MATERIAL FOR THIS EXERCISE:
--------

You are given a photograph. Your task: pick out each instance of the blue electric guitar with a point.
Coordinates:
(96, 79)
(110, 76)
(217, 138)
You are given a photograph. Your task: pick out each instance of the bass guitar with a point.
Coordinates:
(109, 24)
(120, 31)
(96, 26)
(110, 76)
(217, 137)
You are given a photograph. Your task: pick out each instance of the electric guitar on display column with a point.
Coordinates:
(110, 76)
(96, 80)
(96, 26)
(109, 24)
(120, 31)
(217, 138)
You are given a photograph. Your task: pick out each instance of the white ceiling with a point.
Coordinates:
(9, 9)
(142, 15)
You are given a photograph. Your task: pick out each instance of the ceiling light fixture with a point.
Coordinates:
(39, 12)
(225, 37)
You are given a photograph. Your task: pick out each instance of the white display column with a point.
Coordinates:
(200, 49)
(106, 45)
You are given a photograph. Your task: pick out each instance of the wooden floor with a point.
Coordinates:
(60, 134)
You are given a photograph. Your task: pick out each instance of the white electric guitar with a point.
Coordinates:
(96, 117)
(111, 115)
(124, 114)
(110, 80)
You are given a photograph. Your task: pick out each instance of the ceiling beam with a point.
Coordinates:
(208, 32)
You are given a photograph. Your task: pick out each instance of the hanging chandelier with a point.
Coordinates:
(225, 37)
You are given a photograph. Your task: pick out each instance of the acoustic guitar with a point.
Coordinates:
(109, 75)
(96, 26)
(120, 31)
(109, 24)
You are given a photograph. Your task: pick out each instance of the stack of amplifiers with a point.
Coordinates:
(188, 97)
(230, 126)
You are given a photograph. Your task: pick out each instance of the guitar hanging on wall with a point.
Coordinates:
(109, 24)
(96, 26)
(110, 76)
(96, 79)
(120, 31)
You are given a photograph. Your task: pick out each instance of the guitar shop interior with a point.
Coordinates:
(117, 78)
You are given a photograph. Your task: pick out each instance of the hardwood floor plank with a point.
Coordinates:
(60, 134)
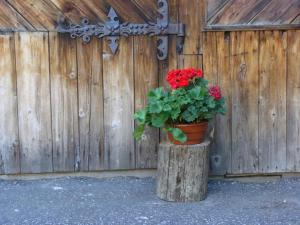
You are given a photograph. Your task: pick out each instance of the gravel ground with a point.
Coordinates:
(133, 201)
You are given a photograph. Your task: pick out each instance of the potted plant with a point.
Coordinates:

--------

WORK TO BE COMPLETED: Put the lines from the one containing "acoustic guitar with a point." through the end of the rows into a Markdown table with the columns No. and Line, numbering each line and skipping blank ones. Leave the pictures out.

FINISHED EXERCISE:
| No. | Line |
|---|---|
| 1 | You are given a photograph. Your task: pick out each instance of the acoustic guitar with a point. |
| 2 | Coordinates: |
| 3 | (109, 75) |
| 4 | (96, 26) |
| 5 | (120, 31) |
| 6 | (109, 24) |
| 7 | You are given a photograph. Your task: pick out each instance of the stack of amplifiers with a point. |
| 8 | Coordinates: |
| 9 | (188, 97) |
| 10 | (230, 126) |
| 11 | You are given a photograph. Your task: pick out each instance of the guitar hanging on wall with a point. |
| 12 | Coordinates: |
| 13 | (109, 24) |
| 14 | (96, 26) |
| 15 | (110, 76) |
| 16 | (96, 79) |
| 17 | (120, 31) |
| 18 | You are given a photograph. Your task: pick out each instance of the guitar shop interior with a point. |
| 19 | Coordinates: |
| 20 | (117, 78) |
| 21 | You are given a photograph. Your task: pick out each instance of the hardwood floor plank with a point. |
| 22 | Coordinates: |
| 23 | (60, 134) |
| 24 | You are given a photograph. Your task: pick out each instance of the gravel ground with a point. |
| 25 | Coordinates: |
| 26 | (133, 201) |
| 27 | You are given a photograph. Your task: pick out each instance of the potted plant with a point. |
| 28 | Coordinates: |